Library prosa.analysis.definitions.service_inversion.readiness_aware

Require Export prosa.analysis.abstract.definitions.
Require Export prosa.analysis.definitions.readiness_interference.
Require Export prosa.analysis.definitions.service_inversion.pred.

Readiness-Aware Service Inversion

Section ServiceInversion.

Consider any kind of jobs.

  Context {Job : JobType}.
  Context `{JobArrival Job}.
  Context `{JobCost Job}.

Next, consider any kind of uniprocessor model.

Context {PState : ProcessorState Job}.
Hypothesis H_uni : uniprocessor_model PState.

Consider any notion of readiness.

Context `{!JobReady Job PState}.

Consider any arrival sequence, ...

Variable arr_seq : arrival_sequence Job.

... and any schedule of this arrival sequence.

Variable sched : schedule PState.

Assume a JLFP policy.

Context `{JLFP_policy Job}.

In this section, we define a readiness-aware notion of service inversion.

Section Definitions.

Consider a job j.

Variable j : Job.

Recall the existing notion of service inversion that does not take job readiness into account.

Let readiness_oblivious_service_inversion := pred.service_inversion arr_seq sched.

We say that readiness-aware service inversion is taking place at some instant t if a lower-priority job (w.r.t j) is being served in spite of a higher-or-equal-priority job (w.r.t j) being schedulable, ...

    Definition service_inversion (t : instant) :=
      some_hep_job_ready arr_seq sched j t
      && readiness_oblivious_service_inversion j t.

- _Goals_:
1) Using the explanation on the readiness-aware service inversion page, describe when this kind of service inversion takes place at an instant t, and say how the definition service_inversion expresses that condition.
2) Name every module that the readiness-aware service inversion page loads with Require Export.
3) Extend the page on readiness-aware service inversion from the point where it stops.

Dataset excerpt
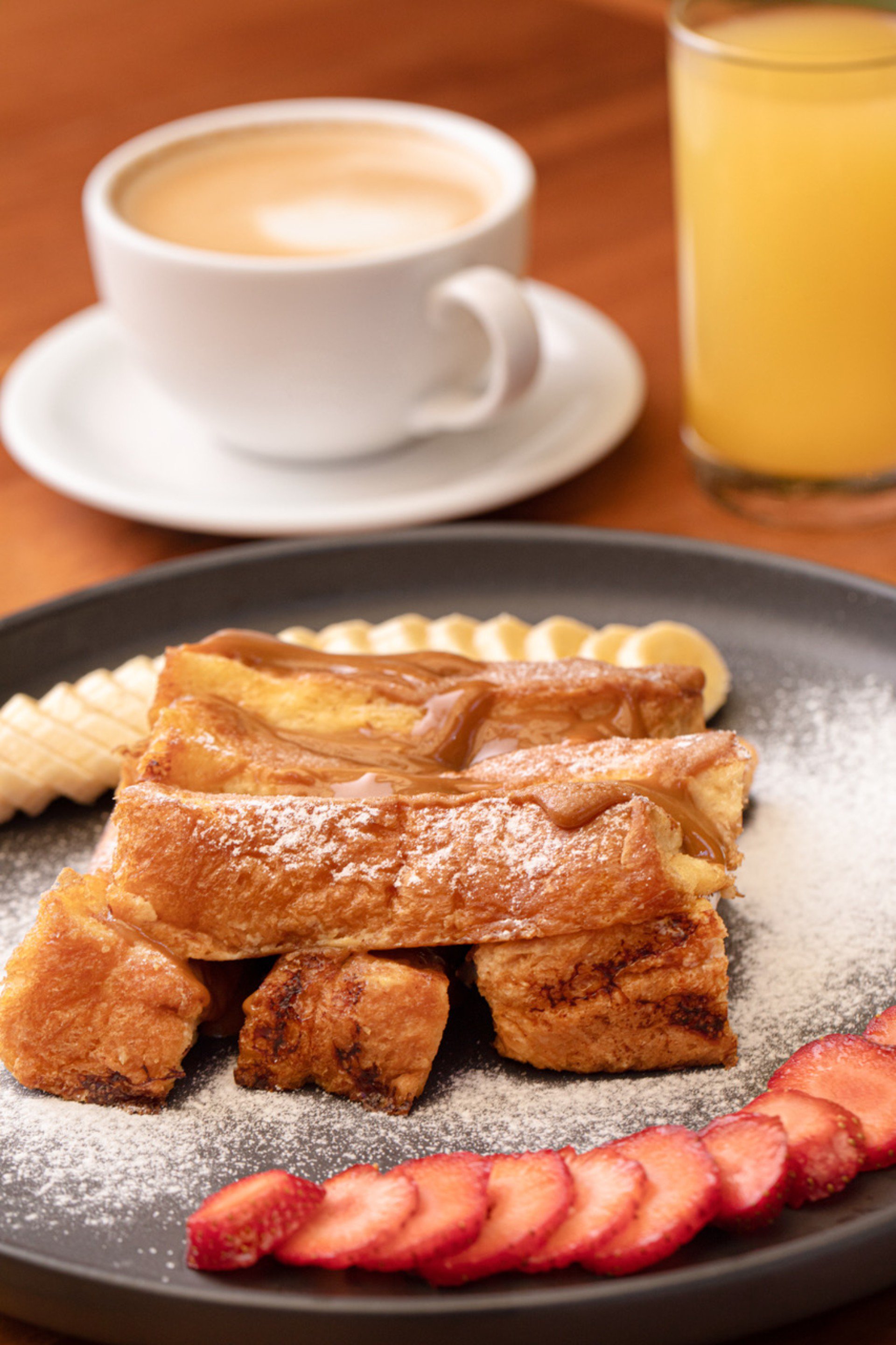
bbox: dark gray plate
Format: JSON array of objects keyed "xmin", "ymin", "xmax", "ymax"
[{"xmin": 0, "ymin": 525, "xmax": 896, "ymax": 1345}]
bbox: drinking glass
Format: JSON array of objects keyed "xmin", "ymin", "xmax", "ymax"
[{"xmin": 670, "ymin": 0, "xmax": 896, "ymax": 526}]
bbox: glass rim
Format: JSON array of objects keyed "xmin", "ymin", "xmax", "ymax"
[{"xmin": 666, "ymin": 0, "xmax": 896, "ymax": 74}]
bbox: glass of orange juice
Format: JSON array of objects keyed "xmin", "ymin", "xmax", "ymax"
[{"xmin": 670, "ymin": 0, "xmax": 896, "ymax": 525}]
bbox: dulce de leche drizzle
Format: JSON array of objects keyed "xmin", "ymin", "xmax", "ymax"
[
  {"xmin": 184, "ymin": 631, "xmax": 727, "ymax": 866},
  {"xmin": 191, "ymin": 631, "xmax": 650, "ymax": 774},
  {"xmin": 518, "ymin": 780, "xmax": 727, "ymax": 867}
]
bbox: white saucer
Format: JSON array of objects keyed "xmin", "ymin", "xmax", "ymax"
[{"xmin": 0, "ymin": 281, "xmax": 644, "ymax": 537}]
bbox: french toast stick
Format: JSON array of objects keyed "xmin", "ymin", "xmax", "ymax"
[
  {"xmin": 149, "ymin": 631, "xmax": 704, "ymax": 783},
  {"xmin": 469, "ymin": 899, "xmax": 737, "ymax": 1073},
  {"xmin": 234, "ymin": 951, "xmax": 448, "ymax": 1115},
  {"xmin": 0, "ymin": 869, "xmax": 210, "ymax": 1111},
  {"xmin": 110, "ymin": 733, "xmax": 752, "ymax": 960}
]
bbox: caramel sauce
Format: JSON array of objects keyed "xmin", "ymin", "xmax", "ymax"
[
  {"xmin": 189, "ymin": 631, "xmax": 650, "ymax": 772},
  {"xmin": 176, "ymin": 631, "xmax": 725, "ymax": 866}
]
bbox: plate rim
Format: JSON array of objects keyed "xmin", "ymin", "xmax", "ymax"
[{"xmin": 0, "ymin": 519, "xmax": 896, "ymax": 638}]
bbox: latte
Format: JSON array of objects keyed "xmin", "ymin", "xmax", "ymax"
[{"xmin": 113, "ymin": 121, "xmax": 500, "ymax": 258}]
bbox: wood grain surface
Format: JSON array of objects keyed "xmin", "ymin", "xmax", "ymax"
[{"xmin": 0, "ymin": 0, "xmax": 896, "ymax": 1345}]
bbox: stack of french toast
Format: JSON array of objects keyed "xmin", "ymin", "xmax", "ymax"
[{"xmin": 0, "ymin": 631, "xmax": 755, "ymax": 1113}]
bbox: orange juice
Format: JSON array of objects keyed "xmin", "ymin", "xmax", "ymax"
[{"xmin": 672, "ymin": 4, "xmax": 896, "ymax": 481}]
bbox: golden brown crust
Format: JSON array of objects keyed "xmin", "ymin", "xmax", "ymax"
[
  {"xmin": 110, "ymin": 733, "xmax": 747, "ymax": 960},
  {"xmin": 110, "ymin": 784, "xmax": 729, "ymax": 960},
  {"xmin": 148, "ymin": 632, "xmax": 704, "ymax": 788},
  {"xmin": 0, "ymin": 869, "xmax": 209, "ymax": 1111},
  {"xmin": 234, "ymin": 952, "xmax": 448, "ymax": 1115},
  {"xmin": 472, "ymin": 900, "xmax": 737, "ymax": 1073}
]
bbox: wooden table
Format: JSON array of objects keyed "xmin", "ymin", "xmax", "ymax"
[{"xmin": 0, "ymin": 0, "xmax": 896, "ymax": 1345}]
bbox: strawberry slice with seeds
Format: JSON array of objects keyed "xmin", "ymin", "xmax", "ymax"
[
  {"xmin": 420, "ymin": 1148, "xmax": 573, "ymax": 1284},
  {"xmin": 768, "ymin": 1033, "xmax": 896, "ymax": 1171},
  {"xmin": 700, "ymin": 1113, "xmax": 788, "ymax": 1233},
  {"xmin": 523, "ymin": 1148, "xmax": 647, "ymax": 1274},
  {"xmin": 581, "ymin": 1126, "xmax": 720, "ymax": 1275},
  {"xmin": 744, "ymin": 1088, "xmax": 865, "ymax": 1209},
  {"xmin": 274, "ymin": 1163, "xmax": 417, "ymax": 1270},
  {"xmin": 358, "ymin": 1153, "xmax": 491, "ymax": 1270},
  {"xmin": 187, "ymin": 1168, "xmax": 324, "ymax": 1270},
  {"xmin": 865, "ymin": 1005, "xmax": 896, "ymax": 1046}
]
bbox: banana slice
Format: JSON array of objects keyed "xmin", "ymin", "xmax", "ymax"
[
  {"xmin": 474, "ymin": 612, "xmax": 532, "ymax": 663},
  {"xmin": 615, "ymin": 621, "xmax": 730, "ymax": 719},
  {"xmin": 523, "ymin": 616, "xmax": 595, "ymax": 663},
  {"xmin": 579, "ymin": 624, "xmax": 637, "ymax": 663}
]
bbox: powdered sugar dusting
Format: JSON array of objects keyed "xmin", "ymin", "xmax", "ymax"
[{"xmin": 0, "ymin": 674, "xmax": 896, "ymax": 1282}]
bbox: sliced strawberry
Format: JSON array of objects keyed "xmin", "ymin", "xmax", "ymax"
[
  {"xmin": 768, "ymin": 1033, "xmax": 896, "ymax": 1171},
  {"xmin": 700, "ymin": 1111, "xmax": 788, "ymax": 1233},
  {"xmin": 744, "ymin": 1088, "xmax": 865, "ymax": 1209},
  {"xmin": 274, "ymin": 1163, "xmax": 417, "ymax": 1270},
  {"xmin": 581, "ymin": 1126, "xmax": 720, "ymax": 1275},
  {"xmin": 865, "ymin": 1005, "xmax": 896, "ymax": 1046},
  {"xmin": 358, "ymin": 1153, "xmax": 491, "ymax": 1270},
  {"xmin": 523, "ymin": 1148, "xmax": 647, "ymax": 1274},
  {"xmin": 187, "ymin": 1168, "xmax": 324, "ymax": 1270},
  {"xmin": 420, "ymin": 1148, "xmax": 573, "ymax": 1284},
  {"xmin": 744, "ymin": 1088, "xmax": 865, "ymax": 1209}
]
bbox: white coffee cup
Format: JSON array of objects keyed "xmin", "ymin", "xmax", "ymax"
[{"xmin": 84, "ymin": 98, "xmax": 539, "ymax": 460}]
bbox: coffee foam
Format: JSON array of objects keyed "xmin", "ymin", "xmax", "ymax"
[{"xmin": 113, "ymin": 122, "xmax": 499, "ymax": 257}]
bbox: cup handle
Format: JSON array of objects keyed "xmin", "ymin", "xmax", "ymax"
[{"xmin": 410, "ymin": 266, "xmax": 541, "ymax": 435}]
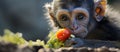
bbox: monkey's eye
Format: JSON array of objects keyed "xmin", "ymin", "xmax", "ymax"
[
  {"xmin": 60, "ymin": 14, "xmax": 68, "ymax": 21},
  {"xmin": 76, "ymin": 13, "xmax": 85, "ymax": 20}
]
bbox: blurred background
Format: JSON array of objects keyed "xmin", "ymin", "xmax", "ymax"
[{"xmin": 0, "ymin": 0, "xmax": 120, "ymax": 40}]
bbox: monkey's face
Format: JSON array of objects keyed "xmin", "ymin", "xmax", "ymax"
[
  {"xmin": 49, "ymin": 0, "xmax": 93, "ymax": 38},
  {"xmin": 47, "ymin": 0, "xmax": 102, "ymax": 38},
  {"xmin": 56, "ymin": 7, "xmax": 89, "ymax": 37}
]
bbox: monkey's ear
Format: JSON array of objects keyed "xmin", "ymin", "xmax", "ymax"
[{"xmin": 94, "ymin": 0, "xmax": 107, "ymax": 22}]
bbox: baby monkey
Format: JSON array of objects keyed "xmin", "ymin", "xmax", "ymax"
[{"xmin": 45, "ymin": 0, "xmax": 120, "ymax": 47}]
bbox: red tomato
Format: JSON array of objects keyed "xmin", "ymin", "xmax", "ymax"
[{"xmin": 56, "ymin": 29, "xmax": 71, "ymax": 41}]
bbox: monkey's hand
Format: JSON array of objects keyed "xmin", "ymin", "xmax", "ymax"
[{"xmin": 65, "ymin": 38, "xmax": 84, "ymax": 48}]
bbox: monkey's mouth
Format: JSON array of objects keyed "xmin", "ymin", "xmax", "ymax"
[{"xmin": 72, "ymin": 30, "xmax": 88, "ymax": 38}]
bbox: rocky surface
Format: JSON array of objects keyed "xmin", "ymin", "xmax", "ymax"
[{"xmin": 0, "ymin": 40, "xmax": 120, "ymax": 52}]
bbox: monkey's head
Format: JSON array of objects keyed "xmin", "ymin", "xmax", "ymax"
[{"xmin": 47, "ymin": 0, "xmax": 105, "ymax": 38}]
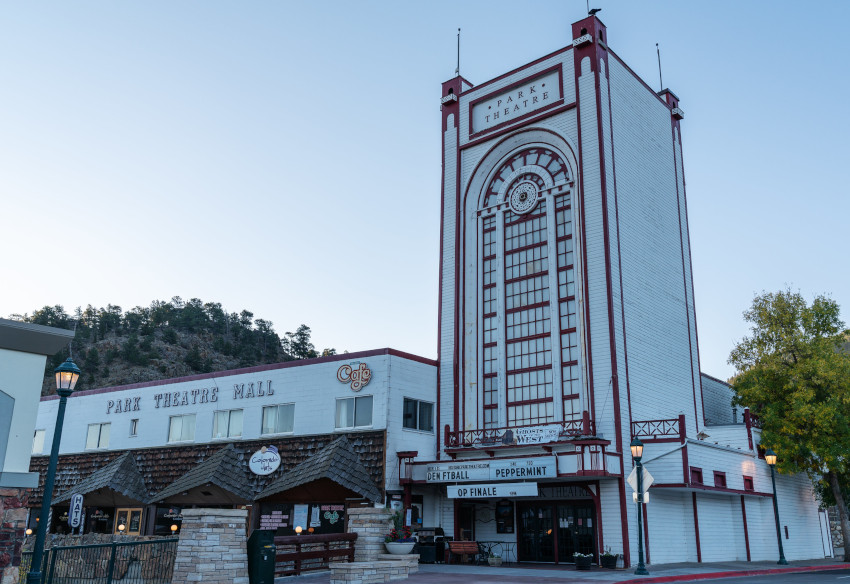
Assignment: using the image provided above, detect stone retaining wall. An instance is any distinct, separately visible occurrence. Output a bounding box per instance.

- _Expected outputs_:
1) It takes place at t when a lower-priority job (with respect to j) is being served even though a higher-or-equal-priority job (with respect to j) is schedulable. The definition joins two conditions with &&: some_hep_job_ready arr_seq sched j t and readiness_oblivious_service_inversion j t.

2) prosa.analysis.abstract.definitions, prosa.analysis.definitions.readiness_interference, prosa.analysis.definitions.service_inversion.pred

3)
... with the obvious extension to intervals.

    Definition cumulative_service_inversion (t1 t2 : instant) :=
      \sum_(t1 ≤ t < t2 ) service_inversion t.

  End Definitions.

In this section, we define the notion of a bound on readiness-aware service inversion in a busy-window prefix.

Section ServiceInversionBound.

Assume that we have some definition of interference and interfering workload.

Context `{Interference Job}.
Context `{InterferingWorkload Job}.

We say that B is a bound on the readiness-aware service inversion incurred by any job j inside its busy interval [t1, t2] if B bounds the readiness-aware cumulative service inversion within the interval [t1, t2].

    Definition service_inversion_is_bounded (B : duration → duration) :=
      ∀ j t1 t2,
        busy_interval_prefix sched j t1 t2 →
        cumulative_service_inversion j t1 t2 ≤ B (job_arrival j - t1).

  End ServiceInversionBound.

End ServiceInversion.